__할 일__.
맨 첫 줄에서 시작해 "column 584, row 456"가 들어 있는 줄에서 끝나는 줄들을, 양 끝 줄을 포함해 그대로 반환하세요. 그림은 답에 넣지 마세요.

--*--

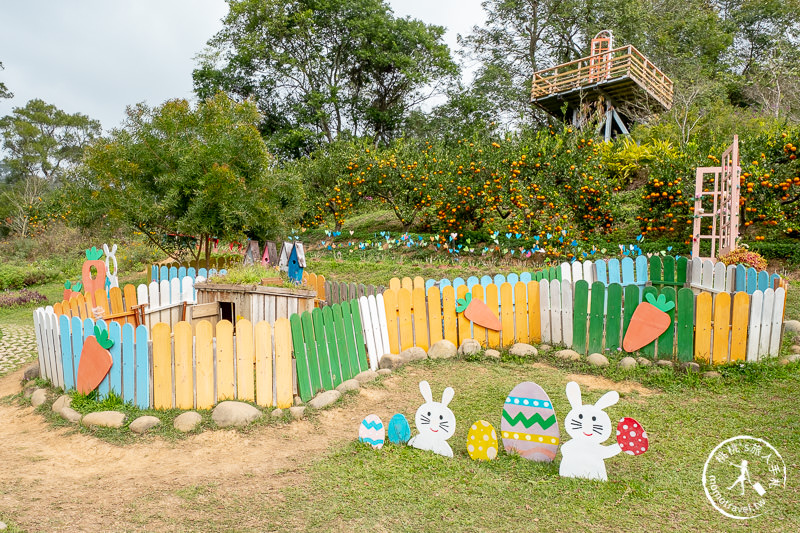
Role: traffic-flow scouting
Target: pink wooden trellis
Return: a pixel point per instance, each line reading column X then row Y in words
column 723, row 202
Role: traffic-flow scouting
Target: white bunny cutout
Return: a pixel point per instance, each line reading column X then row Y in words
column 112, row 279
column 435, row 422
column 584, row 456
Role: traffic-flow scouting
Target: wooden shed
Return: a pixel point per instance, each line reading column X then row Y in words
column 251, row 302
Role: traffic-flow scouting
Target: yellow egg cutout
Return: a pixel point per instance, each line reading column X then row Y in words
column 482, row 441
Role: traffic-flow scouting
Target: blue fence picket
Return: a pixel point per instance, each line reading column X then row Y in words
column 128, row 364
column 66, row 352
column 641, row 271
column 142, row 368
column 115, row 373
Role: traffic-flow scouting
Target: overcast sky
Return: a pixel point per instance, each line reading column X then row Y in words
column 97, row 56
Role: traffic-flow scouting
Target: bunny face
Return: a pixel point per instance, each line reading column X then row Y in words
column 434, row 419
column 589, row 423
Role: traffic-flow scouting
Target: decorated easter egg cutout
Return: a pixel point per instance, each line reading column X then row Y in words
column 482, row 441
column 631, row 437
column 399, row 431
column 372, row 432
column 529, row 426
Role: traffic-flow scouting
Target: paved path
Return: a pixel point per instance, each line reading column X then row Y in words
column 17, row 346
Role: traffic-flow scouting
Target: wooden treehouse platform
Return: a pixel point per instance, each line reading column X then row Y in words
column 619, row 76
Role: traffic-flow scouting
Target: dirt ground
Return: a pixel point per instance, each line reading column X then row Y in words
column 51, row 478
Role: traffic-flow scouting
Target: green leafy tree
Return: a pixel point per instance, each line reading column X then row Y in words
column 43, row 144
column 322, row 68
column 180, row 171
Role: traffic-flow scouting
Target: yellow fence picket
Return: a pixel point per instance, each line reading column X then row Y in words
column 263, row 349
column 184, row 366
column 521, row 313
column 435, row 315
column 449, row 320
column 162, row 366
column 534, row 313
column 478, row 332
column 507, row 313
column 420, row 318
column 702, row 334
column 204, row 364
column 390, row 304
column 245, row 361
column 739, row 324
column 722, row 327
column 225, row 376
column 464, row 325
column 492, row 300
column 404, row 317
column 407, row 284
column 283, row 363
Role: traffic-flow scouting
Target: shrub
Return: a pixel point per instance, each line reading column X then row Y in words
column 23, row 297
column 745, row 257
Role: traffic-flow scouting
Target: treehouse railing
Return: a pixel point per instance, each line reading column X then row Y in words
column 614, row 64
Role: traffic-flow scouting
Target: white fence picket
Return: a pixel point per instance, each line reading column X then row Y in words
column 766, row 322
column 754, row 327
column 777, row 321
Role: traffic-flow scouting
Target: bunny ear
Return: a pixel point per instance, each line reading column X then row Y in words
column 425, row 389
column 607, row 400
column 574, row 395
column 447, row 395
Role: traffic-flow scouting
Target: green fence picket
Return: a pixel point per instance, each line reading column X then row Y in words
column 326, row 376
column 311, row 352
column 363, row 364
column 341, row 341
column 597, row 318
column 666, row 341
column 685, row 328
column 614, row 317
column 650, row 349
column 298, row 342
column 333, row 350
column 349, row 337
column 579, row 318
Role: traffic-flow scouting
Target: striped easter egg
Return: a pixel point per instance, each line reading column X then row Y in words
column 372, row 432
column 529, row 426
column 399, row 431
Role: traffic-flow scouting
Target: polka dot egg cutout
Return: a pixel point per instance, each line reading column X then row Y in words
column 482, row 441
column 529, row 426
column 632, row 437
column 372, row 432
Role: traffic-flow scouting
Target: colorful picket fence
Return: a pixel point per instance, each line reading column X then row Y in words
column 150, row 304
column 329, row 347
column 60, row 341
column 590, row 318
column 711, row 328
column 195, row 368
column 159, row 273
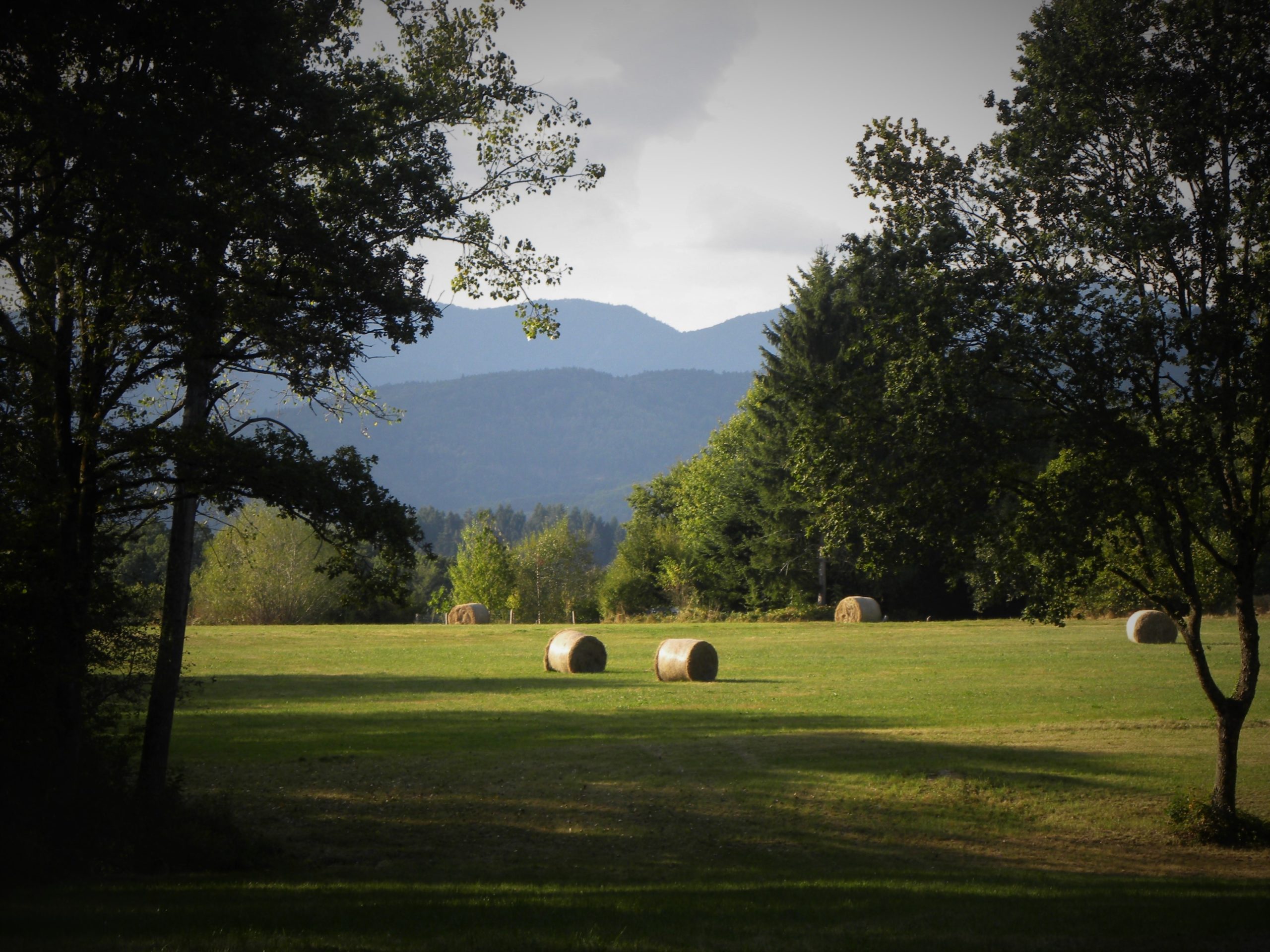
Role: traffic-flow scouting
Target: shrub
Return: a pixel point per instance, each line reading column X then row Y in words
column 1197, row 821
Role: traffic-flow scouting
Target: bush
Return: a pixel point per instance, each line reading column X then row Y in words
column 1197, row 821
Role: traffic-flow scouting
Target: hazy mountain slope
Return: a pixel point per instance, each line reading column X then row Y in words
column 609, row 338
column 574, row 437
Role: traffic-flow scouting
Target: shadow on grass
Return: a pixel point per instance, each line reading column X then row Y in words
column 919, row 912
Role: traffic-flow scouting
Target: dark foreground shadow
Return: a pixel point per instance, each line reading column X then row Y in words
column 915, row 912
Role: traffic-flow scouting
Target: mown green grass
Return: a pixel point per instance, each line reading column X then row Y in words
column 981, row 785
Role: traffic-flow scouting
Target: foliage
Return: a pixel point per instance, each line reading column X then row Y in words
column 631, row 586
column 484, row 569
column 1112, row 238
column 263, row 569
column 554, row 578
column 443, row 531
column 1197, row 821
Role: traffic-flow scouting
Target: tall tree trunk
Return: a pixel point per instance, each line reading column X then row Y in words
column 1230, row 722
column 75, row 475
column 157, row 743
column 1232, row 714
column 824, row 595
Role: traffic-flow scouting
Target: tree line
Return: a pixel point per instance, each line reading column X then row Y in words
column 262, row 568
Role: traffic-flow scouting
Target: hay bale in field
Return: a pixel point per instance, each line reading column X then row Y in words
column 858, row 608
column 574, row 653
column 1150, row 627
column 686, row 659
column 469, row 613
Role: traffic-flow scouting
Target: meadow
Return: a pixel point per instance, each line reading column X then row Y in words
column 898, row 786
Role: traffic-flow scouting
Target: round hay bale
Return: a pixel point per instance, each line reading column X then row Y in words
column 1151, row 627
column 858, row 608
column 574, row 653
column 686, row 659
column 469, row 613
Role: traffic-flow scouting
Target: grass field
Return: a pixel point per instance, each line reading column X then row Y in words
column 928, row 786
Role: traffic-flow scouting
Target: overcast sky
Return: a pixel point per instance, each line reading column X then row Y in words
column 726, row 126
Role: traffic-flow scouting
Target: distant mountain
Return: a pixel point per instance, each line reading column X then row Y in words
column 572, row 437
column 607, row 338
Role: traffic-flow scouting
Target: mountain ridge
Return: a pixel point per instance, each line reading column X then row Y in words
column 615, row 339
column 574, row 437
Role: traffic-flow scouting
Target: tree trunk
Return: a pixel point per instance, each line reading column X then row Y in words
column 1232, row 714
column 153, row 772
column 1230, row 722
column 824, row 595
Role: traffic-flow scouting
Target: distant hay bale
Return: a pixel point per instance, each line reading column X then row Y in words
column 1150, row 627
column 574, row 653
column 858, row 608
column 686, row 659
column 469, row 613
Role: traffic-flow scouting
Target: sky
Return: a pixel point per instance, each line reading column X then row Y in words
column 726, row 126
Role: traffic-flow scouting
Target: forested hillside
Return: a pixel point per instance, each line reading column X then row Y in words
column 619, row 341
column 571, row 437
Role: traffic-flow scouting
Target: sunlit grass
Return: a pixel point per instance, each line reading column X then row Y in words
column 897, row 786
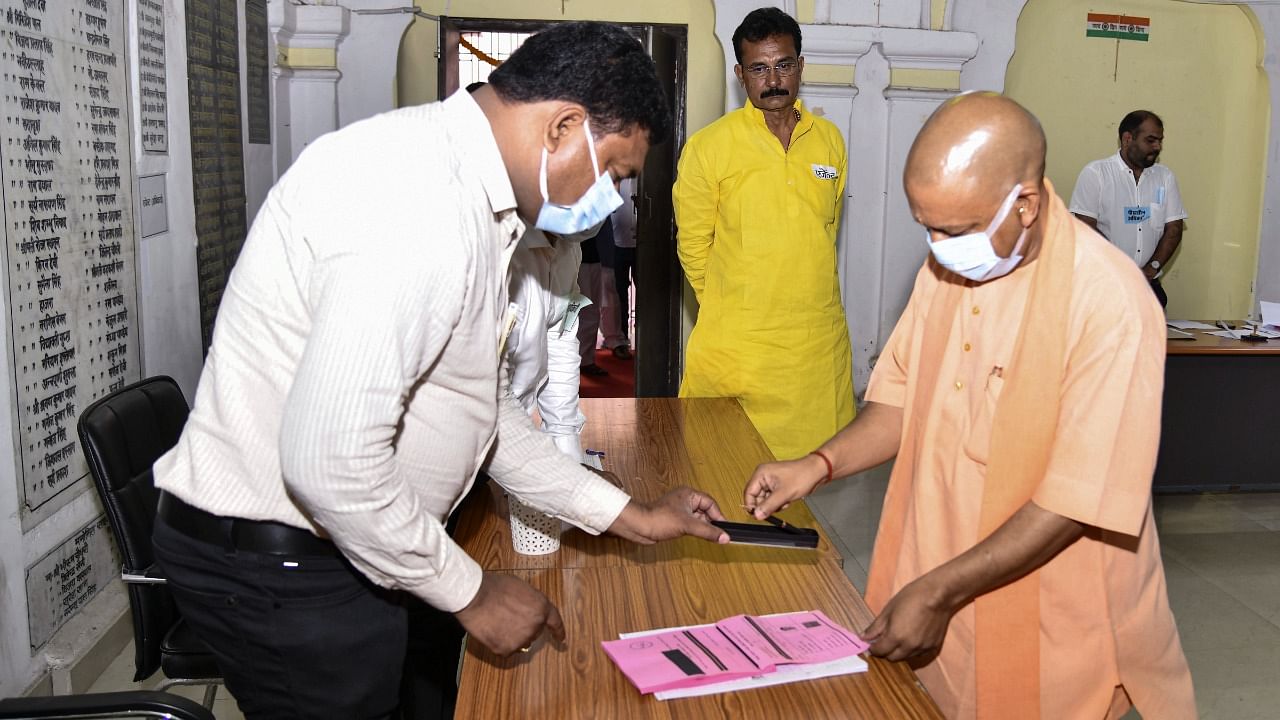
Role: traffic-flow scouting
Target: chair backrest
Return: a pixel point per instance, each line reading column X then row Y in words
column 123, row 434
column 131, row 703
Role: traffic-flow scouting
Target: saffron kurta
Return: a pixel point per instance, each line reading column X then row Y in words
column 1105, row 618
column 757, row 237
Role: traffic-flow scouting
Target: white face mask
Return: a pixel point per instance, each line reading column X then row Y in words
column 590, row 210
column 973, row 255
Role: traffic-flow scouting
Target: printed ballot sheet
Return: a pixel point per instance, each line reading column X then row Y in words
column 739, row 647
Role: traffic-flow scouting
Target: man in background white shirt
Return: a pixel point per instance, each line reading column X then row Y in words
column 543, row 349
column 1132, row 200
column 352, row 386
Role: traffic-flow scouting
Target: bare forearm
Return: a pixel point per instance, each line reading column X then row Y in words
column 872, row 438
column 1169, row 242
column 1028, row 540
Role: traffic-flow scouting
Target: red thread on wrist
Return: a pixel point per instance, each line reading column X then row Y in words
column 831, row 470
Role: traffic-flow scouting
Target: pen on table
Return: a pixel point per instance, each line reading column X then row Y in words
column 777, row 522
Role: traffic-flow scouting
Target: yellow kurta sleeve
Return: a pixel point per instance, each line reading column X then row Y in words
column 695, row 197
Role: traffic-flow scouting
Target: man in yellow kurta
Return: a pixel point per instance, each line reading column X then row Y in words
column 758, row 197
column 1016, row 564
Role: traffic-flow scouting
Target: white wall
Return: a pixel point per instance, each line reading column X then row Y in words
column 169, row 332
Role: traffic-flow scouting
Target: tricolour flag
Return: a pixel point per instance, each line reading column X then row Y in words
column 1121, row 27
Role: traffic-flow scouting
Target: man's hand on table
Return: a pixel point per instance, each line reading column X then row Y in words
column 682, row 511
column 508, row 614
column 913, row 623
column 775, row 486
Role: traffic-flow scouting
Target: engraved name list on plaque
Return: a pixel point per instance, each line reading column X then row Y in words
column 65, row 167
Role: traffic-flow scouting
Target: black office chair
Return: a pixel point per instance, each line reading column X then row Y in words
column 123, row 434
column 135, row 703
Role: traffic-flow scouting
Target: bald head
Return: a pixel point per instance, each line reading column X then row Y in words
column 977, row 146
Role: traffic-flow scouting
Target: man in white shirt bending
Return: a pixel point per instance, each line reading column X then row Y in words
column 352, row 386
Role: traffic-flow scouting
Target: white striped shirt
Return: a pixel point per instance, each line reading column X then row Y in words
column 352, row 382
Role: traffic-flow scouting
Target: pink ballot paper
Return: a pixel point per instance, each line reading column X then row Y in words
column 736, row 647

--*--

__최종 결과__.
Role: traffic-flow scouting
Target: pink wooden trellis
Return: a pixel point per instance, each line reading column X then row Y in words
column 723, row 202
Role: traffic-flow scouting
Target: white bunny cutout
Return: a pixel point per instance, each line reading column X then row Y in words
column 112, row 279
column 435, row 422
column 584, row 456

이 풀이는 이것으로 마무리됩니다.